▶ **Textauszug**
Donnerstag, 25. April 2024


Teil 3: Der Treck

Alles fertigmachen zum Flüchten. Also war's soweit. Da mussten wir denn aufladen. Aber was konnte man mitnehmen? Den Wagen, den ich lenken wollte, auf dem betteten wir über Koffer, Kisten und Säcke auf Matratzen und Betten meine kranke 78-jährige Schwiegermutter.

Von Dietrich Möller | 01.12.2004
    So erinnert sich Gerda Hoffmann aus Labiau in Ostpreußen an den Beginn ihrer Flucht vor der anrückenden Roten Armee. Sie hat zwei Pferdewagen für sich und ihre vier Kinder, die Schwiegereltern, ihre Schwägerin Else mit deren vier Kindern und die Schwägerin Hedwig, dazu die junge Mutter Alma und deren Töchterchen Agnes. Ein Treck, wie er typisch ist, wie es unzählige gibt. Oder der, mit dem Hildegard Jagodzinski unterwegs ist:

    Wir hatten leider nur ein älteres Pferd zur Verfügung. Mit uns treckten noch 13 weitere Personen, Freunde und Nachbarn aus Angerlinde, in einem großen Planwagen mit zwei starken Pferden davor. Es herrschte strenger Frost und es hatte wieder zu schneien begonnen. Zwar hatte meine Mutter dem Pferd scharfe Stollen in die Hufeisen gedreht, aber trotzdem glitt das arme Tier auf der schnee- und eisglatten Straße immer aus. Meine Mutter lenkte den Wagen, indem sie im tiefen Schnee neben dem Pferd einher stapfte. Ich ging hinter dem Wagen, und an Steigungen halfen Freunde beim Anschieben. Die Wagen waren für die katastrophalen Straßenverhältnisse viel zu schwer beladen.

▶ **Arbeitsanweisungen**
a – Stimmen die folgenden Aussagen mit dem Textauszug überein? Antworten Sie jeweils mit Ja oder Nein und zitieren Sie die entscheidenden Worte wörtlich: (i) Gerda Hoffmann stammt aus Labiau in Ostpreußen. (ii) Hildegard Jagodzinski standen zwei Pferde zur Verfügung. (iii) Die kranke Schwiegermutter, die auf dem Wagen gebettet wurde, war 78 Jahre alt.
b – Schreiben Sie aus dem Textauszug den Abschnitt von „Wir hatten leider“ bis einschließlich „zu schwer beladen.“ wortgetreu ab.

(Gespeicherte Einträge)

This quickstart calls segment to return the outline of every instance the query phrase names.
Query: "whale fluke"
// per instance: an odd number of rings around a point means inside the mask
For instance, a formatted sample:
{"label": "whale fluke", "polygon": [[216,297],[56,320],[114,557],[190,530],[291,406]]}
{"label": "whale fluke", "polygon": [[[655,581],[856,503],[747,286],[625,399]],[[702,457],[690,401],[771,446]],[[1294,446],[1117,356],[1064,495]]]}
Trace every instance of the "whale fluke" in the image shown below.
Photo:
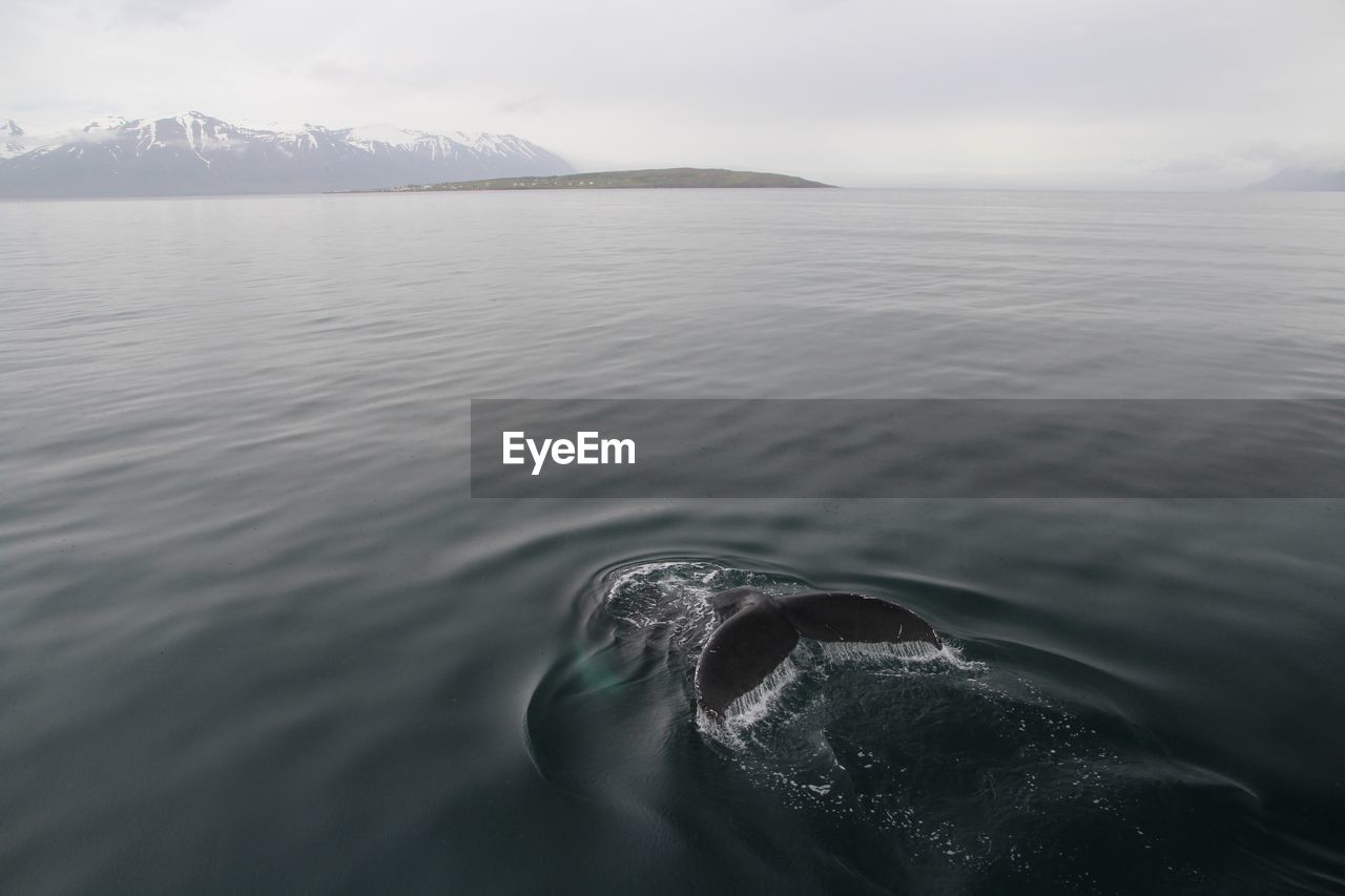
{"label": "whale fluke", "polygon": [[920,616],[865,595],[810,592],[772,597],[734,588],[710,599],[724,620],[710,635],[695,667],[695,698],[713,718],[784,662],[799,638],[826,642],[924,642],[942,647]]}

▶ **Lösungen**
a –
(i) Ja: „Gerda Hoffmann aus Labiau in Ostpreußen“
(ii) Nein: „Wir hatten leider nur ein älteres Pferd zur Verfügung.“
(iii) Ja: „meine kranke 78-jährige Schwiegermutter“

b –
Wir hatten leider nur ein älteres Pferd zur Verfügung. Mit uns treckten noch 13 weitere Personen, Freunde und Nachbarn aus Angerlinde, in einem großen Planwagen mit zwei starken Pferden davor. Es herrschte strenger Frost und es hatte wieder zu schneien begonnen. Zwar hatte meine Mutter dem Pferd scharfe Stollen in die Hufeisen gedreht, aber trotzdem glitt das arme Tier auf der schnee- und eisglatten Straße immer aus. Meine Mutter lenkte den Wagen, indem sie im tiefen Schnee neben dem Pferd einher stapfte. Ich ging hinter dem Wagen, und an Steigungen halfen Freunde beim Anschieben. Die Wagen waren für die katastrophalen Straßenverhältnisse viel zu schwer beladen.